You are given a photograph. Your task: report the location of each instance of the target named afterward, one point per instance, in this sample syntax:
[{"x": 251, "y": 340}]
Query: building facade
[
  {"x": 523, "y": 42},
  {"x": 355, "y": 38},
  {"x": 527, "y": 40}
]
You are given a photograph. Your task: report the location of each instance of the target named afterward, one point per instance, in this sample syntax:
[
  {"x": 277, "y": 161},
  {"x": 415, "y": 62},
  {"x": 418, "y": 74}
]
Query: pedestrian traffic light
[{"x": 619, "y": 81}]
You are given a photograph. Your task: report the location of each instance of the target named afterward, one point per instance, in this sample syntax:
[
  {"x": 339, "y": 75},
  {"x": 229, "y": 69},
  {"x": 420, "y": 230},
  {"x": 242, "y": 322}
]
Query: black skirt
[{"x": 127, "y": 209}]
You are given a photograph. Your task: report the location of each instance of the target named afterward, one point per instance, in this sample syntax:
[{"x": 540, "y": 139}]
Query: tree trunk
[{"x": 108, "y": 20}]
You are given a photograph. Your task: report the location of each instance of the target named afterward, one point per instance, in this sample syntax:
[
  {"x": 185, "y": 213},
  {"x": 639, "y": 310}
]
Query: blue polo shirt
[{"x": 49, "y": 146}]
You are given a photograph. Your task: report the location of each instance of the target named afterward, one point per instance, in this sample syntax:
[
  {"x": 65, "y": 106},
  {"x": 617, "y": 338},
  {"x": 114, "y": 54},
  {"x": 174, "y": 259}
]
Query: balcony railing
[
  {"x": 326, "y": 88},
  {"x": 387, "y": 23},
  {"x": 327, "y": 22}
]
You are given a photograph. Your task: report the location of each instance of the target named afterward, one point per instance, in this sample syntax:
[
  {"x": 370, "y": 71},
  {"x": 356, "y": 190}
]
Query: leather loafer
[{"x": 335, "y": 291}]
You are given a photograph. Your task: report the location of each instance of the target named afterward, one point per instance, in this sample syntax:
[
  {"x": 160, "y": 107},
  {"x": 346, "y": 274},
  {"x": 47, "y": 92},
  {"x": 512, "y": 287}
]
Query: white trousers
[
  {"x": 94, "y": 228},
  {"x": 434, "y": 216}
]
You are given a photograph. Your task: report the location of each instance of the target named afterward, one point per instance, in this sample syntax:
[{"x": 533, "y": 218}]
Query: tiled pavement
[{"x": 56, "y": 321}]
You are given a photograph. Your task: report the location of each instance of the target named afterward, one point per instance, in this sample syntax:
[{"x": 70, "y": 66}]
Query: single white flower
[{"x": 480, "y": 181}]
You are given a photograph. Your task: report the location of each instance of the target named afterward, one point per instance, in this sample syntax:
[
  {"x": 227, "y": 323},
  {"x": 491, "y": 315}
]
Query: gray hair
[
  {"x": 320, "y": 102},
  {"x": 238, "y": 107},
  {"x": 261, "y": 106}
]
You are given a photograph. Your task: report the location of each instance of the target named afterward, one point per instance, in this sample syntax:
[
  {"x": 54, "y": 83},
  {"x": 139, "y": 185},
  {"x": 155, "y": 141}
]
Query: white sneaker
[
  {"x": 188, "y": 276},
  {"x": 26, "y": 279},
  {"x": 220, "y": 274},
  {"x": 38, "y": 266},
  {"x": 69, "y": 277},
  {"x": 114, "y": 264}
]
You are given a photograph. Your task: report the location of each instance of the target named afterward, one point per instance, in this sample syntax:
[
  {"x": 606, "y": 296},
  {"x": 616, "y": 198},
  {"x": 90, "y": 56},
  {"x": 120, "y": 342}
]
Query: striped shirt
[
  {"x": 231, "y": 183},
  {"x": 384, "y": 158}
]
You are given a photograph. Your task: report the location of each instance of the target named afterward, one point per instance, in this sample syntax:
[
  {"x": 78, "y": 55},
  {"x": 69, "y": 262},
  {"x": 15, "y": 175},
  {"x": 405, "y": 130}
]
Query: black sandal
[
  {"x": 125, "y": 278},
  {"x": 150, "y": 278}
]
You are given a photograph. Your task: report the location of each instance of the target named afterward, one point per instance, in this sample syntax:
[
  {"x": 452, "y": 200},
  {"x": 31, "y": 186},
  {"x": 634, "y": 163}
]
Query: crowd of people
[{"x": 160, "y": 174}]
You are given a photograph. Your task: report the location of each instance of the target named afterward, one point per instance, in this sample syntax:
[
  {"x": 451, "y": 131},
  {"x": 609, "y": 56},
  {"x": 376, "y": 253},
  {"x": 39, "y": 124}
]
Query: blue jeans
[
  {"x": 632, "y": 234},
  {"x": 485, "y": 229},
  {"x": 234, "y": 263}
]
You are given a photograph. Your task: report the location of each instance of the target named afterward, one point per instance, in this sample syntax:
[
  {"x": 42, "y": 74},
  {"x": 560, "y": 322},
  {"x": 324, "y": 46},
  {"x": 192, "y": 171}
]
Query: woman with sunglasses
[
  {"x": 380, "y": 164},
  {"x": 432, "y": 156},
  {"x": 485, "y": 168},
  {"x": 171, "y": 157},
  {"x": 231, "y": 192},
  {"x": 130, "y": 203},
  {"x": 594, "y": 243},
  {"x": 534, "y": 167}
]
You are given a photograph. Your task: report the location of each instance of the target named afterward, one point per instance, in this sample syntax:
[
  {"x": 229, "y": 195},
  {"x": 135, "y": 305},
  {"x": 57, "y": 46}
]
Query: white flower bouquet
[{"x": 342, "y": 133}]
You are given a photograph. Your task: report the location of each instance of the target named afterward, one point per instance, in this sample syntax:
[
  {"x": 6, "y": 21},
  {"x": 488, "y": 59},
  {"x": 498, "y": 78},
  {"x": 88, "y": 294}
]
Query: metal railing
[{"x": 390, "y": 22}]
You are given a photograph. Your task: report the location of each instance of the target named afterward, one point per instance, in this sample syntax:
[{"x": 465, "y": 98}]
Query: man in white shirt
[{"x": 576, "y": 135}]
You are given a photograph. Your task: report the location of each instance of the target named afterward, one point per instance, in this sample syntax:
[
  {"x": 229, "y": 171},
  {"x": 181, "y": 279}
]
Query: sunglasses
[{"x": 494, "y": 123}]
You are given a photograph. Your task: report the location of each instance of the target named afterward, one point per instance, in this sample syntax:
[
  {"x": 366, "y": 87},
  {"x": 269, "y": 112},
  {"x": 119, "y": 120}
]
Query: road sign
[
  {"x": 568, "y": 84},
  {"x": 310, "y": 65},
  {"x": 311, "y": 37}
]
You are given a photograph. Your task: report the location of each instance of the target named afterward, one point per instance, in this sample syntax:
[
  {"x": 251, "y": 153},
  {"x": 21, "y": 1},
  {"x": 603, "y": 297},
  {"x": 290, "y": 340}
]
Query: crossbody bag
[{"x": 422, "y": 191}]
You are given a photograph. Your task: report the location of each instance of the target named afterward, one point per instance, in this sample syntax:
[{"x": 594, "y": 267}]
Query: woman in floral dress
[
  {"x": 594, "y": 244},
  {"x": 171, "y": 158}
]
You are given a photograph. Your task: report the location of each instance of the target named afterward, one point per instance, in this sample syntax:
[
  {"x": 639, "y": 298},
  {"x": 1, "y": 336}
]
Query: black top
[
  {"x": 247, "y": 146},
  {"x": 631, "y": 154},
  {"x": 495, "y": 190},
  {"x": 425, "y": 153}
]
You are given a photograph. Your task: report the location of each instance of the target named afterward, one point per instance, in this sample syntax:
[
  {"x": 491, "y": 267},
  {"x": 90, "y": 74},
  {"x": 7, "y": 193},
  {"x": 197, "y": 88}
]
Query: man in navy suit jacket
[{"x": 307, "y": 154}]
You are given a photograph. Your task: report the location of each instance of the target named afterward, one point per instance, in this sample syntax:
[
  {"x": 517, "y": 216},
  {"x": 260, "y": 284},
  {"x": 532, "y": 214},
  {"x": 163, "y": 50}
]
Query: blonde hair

----

▶ [BRIEF]: Transcribe the material exactly as it reads.

▶ [TASK RESPONSE]:
You are given a photograph. Your task: report the location of each instance of the target named afterward, one point per instance, in this sample syntax:
[{"x": 251, "y": 340}]
Query: building facade
[
  {"x": 523, "y": 42},
  {"x": 355, "y": 38},
  {"x": 527, "y": 40}
]
You are given a photograph. Your task: report the location of each instance of the target named afterward, one point per instance, in this sample syntax:
[
  {"x": 277, "y": 161},
  {"x": 415, "y": 62},
  {"x": 418, "y": 74}
]
Query: pedestrian traffic light
[{"x": 619, "y": 81}]
You are given a photograph. Your task: report the location of each instance of the target named afterward, one point per instance, in this sample syntax:
[
  {"x": 339, "y": 75},
  {"x": 229, "y": 69},
  {"x": 420, "y": 230},
  {"x": 242, "y": 322}
]
Query: black skirt
[{"x": 127, "y": 209}]
You are given a photograph. Your task: report the location of each instance of the target named afterward, one point per instance, in this sample syntax:
[{"x": 540, "y": 139}]
Query: tree trunk
[{"x": 108, "y": 20}]
You are given a photograph. Your task: report the location of each instance of the target named afterward, one point per instance, in this sample syntax:
[
  {"x": 185, "y": 213},
  {"x": 639, "y": 310}
]
Query: blue polo shirt
[{"x": 49, "y": 146}]
You are given a photograph. Your task: report the location of each instance of the target named afterward, one point per instance, in this sample syntax:
[
  {"x": 65, "y": 106},
  {"x": 617, "y": 338},
  {"x": 114, "y": 54},
  {"x": 174, "y": 259}
]
Query: balcony railing
[
  {"x": 326, "y": 88},
  {"x": 387, "y": 23},
  {"x": 327, "y": 22}
]
You are given a photograph. Your task: report the location of each instance of the target named afterward, one point per instance, in this sample syntax:
[
  {"x": 370, "y": 71},
  {"x": 356, "y": 190}
]
Query: leather loafer
[{"x": 335, "y": 291}]
You are given a photograph. Your task: report the location of each instance of the target named afterward, one point per instance, in this sample syntax:
[
  {"x": 160, "y": 107},
  {"x": 346, "y": 274},
  {"x": 47, "y": 92},
  {"x": 512, "y": 287}
]
Query: white trousers
[
  {"x": 94, "y": 228},
  {"x": 434, "y": 216}
]
You are given a photograph. Your task: report the location of each instance of the target named afterward, one point per instance, in this sample syntax:
[{"x": 533, "y": 218}]
Query: tiled pavement
[{"x": 56, "y": 321}]
You are given a photograph. Your task: report the location of each instance of the target named afterward, one point per instance, in this sample syntax:
[{"x": 70, "y": 66}]
Query: single white flower
[{"x": 480, "y": 181}]
You are given a photograph. Your task: report the location of each instance of the target named afterward, one point per instance, in this sample syntax:
[
  {"x": 227, "y": 323},
  {"x": 491, "y": 315}
]
Query: gray hair
[
  {"x": 320, "y": 102},
  {"x": 238, "y": 107},
  {"x": 261, "y": 106}
]
You are given a photograph. Your task: report the location of each instance of the target named afterward, one point per instance, in this sample syntax:
[
  {"x": 54, "y": 83},
  {"x": 139, "y": 185},
  {"x": 155, "y": 141}
]
Query: white sneaker
[
  {"x": 188, "y": 276},
  {"x": 26, "y": 279},
  {"x": 220, "y": 274},
  {"x": 38, "y": 266},
  {"x": 69, "y": 277},
  {"x": 114, "y": 264}
]
You are given a photograph. Your task: report the location of each instance of the target named afterward, one point per instance, in this sample syntax:
[
  {"x": 606, "y": 296},
  {"x": 616, "y": 198},
  {"x": 90, "y": 56},
  {"x": 120, "y": 342}
]
Query: striped shirt
[
  {"x": 231, "y": 183},
  {"x": 384, "y": 158}
]
You are given a photograph. Your task: report the location of each instance of the target named afterward, one point per instance, in this sample syntax:
[
  {"x": 78, "y": 55},
  {"x": 69, "y": 262},
  {"x": 15, "y": 175},
  {"x": 405, "y": 130}
]
Query: black sandal
[
  {"x": 125, "y": 278},
  {"x": 150, "y": 278}
]
You are given a photograph. Your task: report the location of each instance of the target named afterward, one point per instance, in this sample syntax:
[
  {"x": 452, "y": 200},
  {"x": 31, "y": 186},
  {"x": 634, "y": 163}
]
Query: crowd of people
[{"x": 160, "y": 174}]
You are given a photograph. Your task: report the location of each instance of the target named afterward, one point per instance, in this sample syntax:
[
  {"x": 451, "y": 131},
  {"x": 609, "y": 56},
  {"x": 376, "y": 253},
  {"x": 39, "y": 124}
]
Query: blue jeans
[
  {"x": 632, "y": 234},
  {"x": 485, "y": 229},
  {"x": 234, "y": 263}
]
You are given a photograph. Your task: report the location of each instance of the target named afterward, one point per instance, in this sample syntax:
[
  {"x": 42, "y": 74},
  {"x": 560, "y": 322},
  {"x": 324, "y": 46},
  {"x": 192, "y": 171}
]
Query: woman with sunglasses
[
  {"x": 380, "y": 164},
  {"x": 432, "y": 156},
  {"x": 485, "y": 168},
  {"x": 171, "y": 157},
  {"x": 231, "y": 192},
  {"x": 130, "y": 203},
  {"x": 594, "y": 243},
  {"x": 534, "y": 167}
]
You are given a photograph. Your task: report the location of each instance of the target named afterward, one point per instance, in this sample syntax:
[
  {"x": 229, "y": 195},
  {"x": 135, "y": 305},
  {"x": 57, "y": 46}
]
Query: white flower bouquet
[{"x": 342, "y": 133}]
You are given a photograph. Your task: report the location of each instance of the target named afterward, one point per instance, in this sample syntax:
[
  {"x": 6, "y": 21},
  {"x": 488, "y": 59},
  {"x": 498, "y": 78},
  {"x": 88, "y": 294}
]
Query: metal railing
[{"x": 390, "y": 22}]
You are given a photograph. Your task: report the location of each instance of the target named afterward, one point per instance, in this sample syntax:
[{"x": 465, "y": 98}]
Query: man in white shirt
[{"x": 576, "y": 135}]
You are given a photograph. Your task: report the location of each instance of the target named afterward, one point per instance, in this sample syntax:
[
  {"x": 229, "y": 171},
  {"x": 181, "y": 279}
]
Query: sunglasses
[{"x": 494, "y": 123}]
You are given a photograph. Your task: report the location of each instance of the target named afterward, one point per instance, in this sample syntax:
[
  {"x": 366, "y": 87},
  {"x": 269, "y": 112},
  {"x": 119, "y": 120}
]
Query: road sign
[
  {"x": 568, "y": 84},
  {"x": 310, "y": 65},
  {"x": 311, "y": 37}
]
You are given a photograph. Your task: report the location of each instance of the target named afterward, one point per instance, in this sample syntax:
[
  {"x": 251, "y": 153},
  {"x": 21, "y": 1},
  {"x": 603, "y": 297},
  {"x": 290, "y": 340}
]
Query: crossbody bag
[{"x": 422, "y": 191}]
You are given a photograph. Your task: report the location of each instance of the target named afterward, one point per instance, in this sample syntax:
[{"x": 594, "y": 267}]
Query: woman in floral dress
[
  {"x": 594, "y": 244},
  {"x": 171, "y": 158}
]
You are given a photograph. Your task: report the location of each instance of the target named afterward, one point per instance, in this sample syntax:
[
  {"x": 639, "y": 298},
  {"x": 1, "y": 336}
]
Query: black top
[
  {"x": 247, "y": 146},
  {"x": 631, "y": 154},
  {"x": 495, "y": 190},
  {"x": 425, "y": 153}
]
You are given a photograph. Your task: report the location of each instance of the target named afterward, one point per instance, in this sample syntax:
[
  {"x": 491, "y": 267},
  {"x": 90, "y": 74},
  {"x": 7, "y": 193},
  {"x": 197, "y": 88}
]
Query: man in navy suit jacket
[{"x": 307, "y": 154}]
You are given a photograph. Your task: report the location of each instance of the target named afterward, one point per instance, in this sample syntax:
[
  {"x": 517, "y": 216},
  {"x": 260, "y": 284},
  {"x": 532, "y": 214},
  {"x": 163, "y": 50}
]
Query: blonde hair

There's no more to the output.